If democracies can take an authoritarian turn, the reverse can be true in autocracies. Contrary to popular belief, China’s economic ascent after its market opening in 1978 was not the result of dictatorship as usual; if it had been, Mao would have succeeded long before.

Instead, the economy grew rapidly because Mao’s successor, Deng Xiaoping, insisted on tempering the perils of dictatorship by injecting the bureaucracy with “democratic characteristics”, including accountability, competition, and limits on power. He set an example by rejecting personality cults. (Ironically, Chinese banknotes feature Mao, who despised capitalism, rather than Deng, the father of Chinese capitalist prosperity.)

This recent history of “autocracy with democratic characteristics” under Deng is widely overlooked today, even within China. As Carl Minzner points out, Xi, who became the paramount leader in 2012, has ushered in an “authoritarian revival”.

PROVIDED DATA:
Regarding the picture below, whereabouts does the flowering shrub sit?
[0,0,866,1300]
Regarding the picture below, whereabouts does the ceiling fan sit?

TASK LIST:
1/ List every person named in the passage about China's economy.
2/ Print the passage about China's economy from "Instead, the economy" up to and including "Chinese capitalist prosperity.)".
3/ According to the passage about China's economy, in what year did Xi become the paramount leader?
The lines come from a separate source and are unrelated to the passage about China's economy.

ACTIVITY ANSWERS:
1/
Mao
Deng Xiaoping
Carl Minzner
Xi

2/
Instead, the economy grew rapidly because Mao’s successor, Deng Xiaoping, insisted on tempering the perils of dictatorship by injecting the bureaucracy with “democratic characteristics”, including accountability, competition, and limits on power. He set an example by rejecting personality cults. (Ironically, Chinese banknotes feature Mao, who despised capitalism, rather than Deng, the father of Chinese capitalist prosperity.)

3/ 2012